What to work on -> Reproduce the entries below with every occurrence of "instance" swapped for "object", keeping everything else the same.

Provided data ->
####

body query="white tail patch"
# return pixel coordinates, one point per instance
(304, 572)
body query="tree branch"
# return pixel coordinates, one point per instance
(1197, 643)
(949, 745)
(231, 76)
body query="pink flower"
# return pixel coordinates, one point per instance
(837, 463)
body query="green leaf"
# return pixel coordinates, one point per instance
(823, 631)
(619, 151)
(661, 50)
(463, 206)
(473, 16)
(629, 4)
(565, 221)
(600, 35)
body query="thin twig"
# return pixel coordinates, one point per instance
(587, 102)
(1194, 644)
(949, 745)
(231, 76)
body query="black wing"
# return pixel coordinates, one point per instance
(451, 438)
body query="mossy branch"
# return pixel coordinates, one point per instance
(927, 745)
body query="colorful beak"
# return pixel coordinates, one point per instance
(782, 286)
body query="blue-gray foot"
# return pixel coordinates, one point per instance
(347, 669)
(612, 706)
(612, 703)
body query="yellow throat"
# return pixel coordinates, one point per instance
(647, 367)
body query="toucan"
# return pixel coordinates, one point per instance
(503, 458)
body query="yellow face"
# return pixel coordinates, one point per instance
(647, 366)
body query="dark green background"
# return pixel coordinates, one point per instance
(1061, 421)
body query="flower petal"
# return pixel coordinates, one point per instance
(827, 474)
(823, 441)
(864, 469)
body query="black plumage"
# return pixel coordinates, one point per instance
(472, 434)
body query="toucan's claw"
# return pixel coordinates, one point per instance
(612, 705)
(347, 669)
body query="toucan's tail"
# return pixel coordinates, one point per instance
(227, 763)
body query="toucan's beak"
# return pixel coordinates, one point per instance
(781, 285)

####

Response ->
body query="white tail patch"
# return pixel coordinates, one point per object
(304, 572)
body query="tree branch"
# return pixel coordinates, one point per object
(1197, 643)
(949, 745)
(231, 76)
body query="pink flower"
# return pixel coordinates, one point per object
(837, 463)
body query="green leaf"
# return pixel coordinates, one point per object
(823, 631)
(619, 151)
(661, 50)
(463, 206)
(473, 16)
(629, 4)
(565, 221)
(600, 35)
body query="thin twig"
# return pixel coordinates, one point per object
(587, 102)
(1194, 644)
(949, 745)
(231, 76)
body query="black wing"
# return pixel coordinates, one point per object
(451, 438)
body query="mossy branch"
# return pixel coordinates, one point per object
(927, 745)
body query="colorful beak"
# return pixel coordinates, one point per object
(782, 286)
body query="blue-gray foot"
# return pixel coordinates, one point per object
(347, 669)
(612, 706)
(612, 703)
body query="yellow throat"
# return pixel coordinates, one point per object
(647, 367)
body query="toucan"
# return pixel coordinates, one point per object
(503, 458)
body query="yellow face"
# return pixel coordinates, one point per object
(647, 366)
body query="dark green background"
# return pixel coordinates, one point per object
(1061, 421)
body query="flower petal"
# return pixel coordinates, one point per object
(827, 474)
(823, 441)
(864, 469)
body query="black plumage"
# return pixel coordinates, one point per object
(472, 434)
body query="toucan's claw"
# return pixel coordinates, one point per object
(612, 705)
(347, 669)
body query="toucan's tail"
# return pixel coordinates, one point per object
(227, 763)
body query="toucan's beak"
# return pixel coordinates, one point per object
(781, 285)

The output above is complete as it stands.